# TASK OBJECTIVE
Could you give the lines from the first one through the line containing "1, 3, 140, 68" again, swapping "bounding box" for "bbox" and leaving everything else unchanged? Don't include the pictures.

# INFORMATION PROVIDED
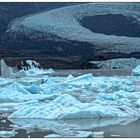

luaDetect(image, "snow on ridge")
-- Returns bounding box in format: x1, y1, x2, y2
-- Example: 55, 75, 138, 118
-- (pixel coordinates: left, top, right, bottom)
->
8, 3, 140, 53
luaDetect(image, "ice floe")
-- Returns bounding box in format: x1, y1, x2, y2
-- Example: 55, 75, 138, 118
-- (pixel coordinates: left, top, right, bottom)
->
132, 65, 140, 76
0, 68, 140, 120
9, 94, 140, 119
0, 130, 17, 138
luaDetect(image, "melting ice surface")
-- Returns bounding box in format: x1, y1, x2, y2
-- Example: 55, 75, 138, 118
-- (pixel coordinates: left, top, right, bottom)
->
0, 66, 140, 137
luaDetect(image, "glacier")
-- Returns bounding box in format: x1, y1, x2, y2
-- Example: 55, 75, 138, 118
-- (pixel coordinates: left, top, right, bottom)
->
6, 3, 140, 54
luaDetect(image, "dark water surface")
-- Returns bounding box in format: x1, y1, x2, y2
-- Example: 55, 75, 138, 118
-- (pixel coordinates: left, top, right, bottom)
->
0, 112, 140, 138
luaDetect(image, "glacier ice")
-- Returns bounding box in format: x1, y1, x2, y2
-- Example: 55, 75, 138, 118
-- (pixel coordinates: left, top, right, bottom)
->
132, 65, 140, 76
0, 130, 17, 138
0, 69, 140, 120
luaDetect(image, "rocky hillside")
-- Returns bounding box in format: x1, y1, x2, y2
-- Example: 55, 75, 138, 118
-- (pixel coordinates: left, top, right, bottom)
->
2, 3, 140, 68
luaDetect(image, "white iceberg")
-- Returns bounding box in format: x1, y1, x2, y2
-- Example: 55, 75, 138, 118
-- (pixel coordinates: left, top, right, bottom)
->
45, 131, 93, 138
132, 65, 140, 76
0, 130, 17, 138
9, 94, 140, 120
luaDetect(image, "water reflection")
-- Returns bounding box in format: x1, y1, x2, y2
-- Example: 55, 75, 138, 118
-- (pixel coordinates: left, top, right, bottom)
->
0, 117, 140, 138
6, 118, 140, 137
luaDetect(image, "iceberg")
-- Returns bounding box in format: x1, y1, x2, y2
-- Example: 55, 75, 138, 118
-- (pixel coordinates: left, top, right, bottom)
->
132, 65, 140, 76
9, 94, 140, 120
45, 131, 93, 138
0, 130, 17, 138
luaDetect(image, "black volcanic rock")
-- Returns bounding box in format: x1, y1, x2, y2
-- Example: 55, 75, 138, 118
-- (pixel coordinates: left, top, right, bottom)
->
80, 14, 140, 37
1, 3, 140, 68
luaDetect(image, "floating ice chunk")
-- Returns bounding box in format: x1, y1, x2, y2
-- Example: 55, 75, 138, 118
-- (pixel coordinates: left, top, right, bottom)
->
15, 70, 27, 78
67, 73, 94, 85
9, 94, 140, 119
136, 98, 140, 106
0, 130, 17, 138
44, 134, 63, 138
1, 120, 6, 123
93, 131, 104, 138
24, 84, 44, 94
132, 65, 140, 76
45, 131, 93, 138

# SOLUTION TO THE EXERCISE
luaDetect(image, "snow on ridge")
-- Returns bbox in format: x1, y1, x2, y2
-- Example: 55, 75, 138, 118
-- (pixel coordinates: left, top, right, bottom)
->
8, 3, 140, 53
luaDetect(image, "ice floe")
-- Returns bbox in format: x1, y1, x2, y2
-- Example: 55, 75, 138, 118
-- (pixel coordinates: left, top, right, bottom)
->
132, 65, 140, 76
0, 68, 140, 120
9, 94, 140, 119
0, 130, 17, 138
luaDetect(image, "melting ice surface")
-- Returns bbox in format: x1, y1, x2, y2
-- Example: 55, 75, 138, 118
-- (pixel coordinates: left, top, right, bottom)
->
0, 66, 140, 137
luaDetect(image, "glacier")
-- Returns bbox in format: x1, y1, x2, y2
-- Example: 55, 75, 138, 118
-- (pixel coordinates: left, top, right, bottom)
->
6, 3, 140, 54
luaDetect(image, "dark water surface")
-- Returns bbox in format: x1, y1, x2, y2
-- Example: 55, 75, 138, 118
-- (pixel coordinates: left, top, right, bottom)
->
0, 112, 140, 138
luaDetect(image, "glacier ice")
-- Returns bbox in format: x1, y1, x2, y2
-- Example: 55, 75, 138, 118
-- (pixel coordinates: left, top, right, bottom)
->
132, 65, 140, 76
0, 130, 17, 138
0, 69, 140, 120
luaDetect(image, "rocky hillside")
-- Returns bbox in format: x1, y1, x2, y2
-- Example: 55, 75, 138, 118
-- (pixel coordinates: left, top, right, bottom)
->
2, 3, 140, 68
luaDetect(image, "white iceberg")
-- Returns bbox in format: x1, y1, x2, y2
-- Example: 55, 75, 138, 118
-- (pixel coordinates: left, top, right, bottom)
->
45, 131, 93, 138
132, 65, 140, 76
0, 130, 17, 138
9, 94, 140, 120
luaDetect(image, "water reflection")
-- Returns bbox in format: x1, y1, x2, y2
-- Example: 55, 75, 138, 118
-- (pixel coordinates: left, top, right, bottom)
->
0, 117, 140, 138
6, 118, 140, 137
luaDetect(image, "iceberg")
-- Returns bbox in format: x1, y1, x2, y2
-- Example: 55, 75, 138, 118
-- (pixel coordinates: left, top, right, bottom)
->
132, 65, 140, 76
9, 94, 140, 120
45, 131, 93, 138
0, 130, 17, 138
luaDetect(image, "black volcanic rock")
-- Returns bbox in format: x1, y1, x2, y2
-- Example: 55, 75, 138, 118
-- (pixel coordinates: left, top, right, bottom)
->
80, 14, 140, 37
1, 3, 140, 68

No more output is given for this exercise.